▶ Work to be completed:
Restate the last part of the records below word for word, beginning at the line with "Target: license plate" and ending at the final line.

[Start of section]

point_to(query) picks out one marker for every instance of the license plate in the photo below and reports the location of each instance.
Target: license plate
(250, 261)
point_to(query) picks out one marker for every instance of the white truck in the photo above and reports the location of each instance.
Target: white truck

[End of section]

▶ Answer to this exercise:
Target: license plate
(250, 261)
point_to(query) picks out one marker for every instance of the white truck in the photo above and reports the location of each instance.
Target: white truck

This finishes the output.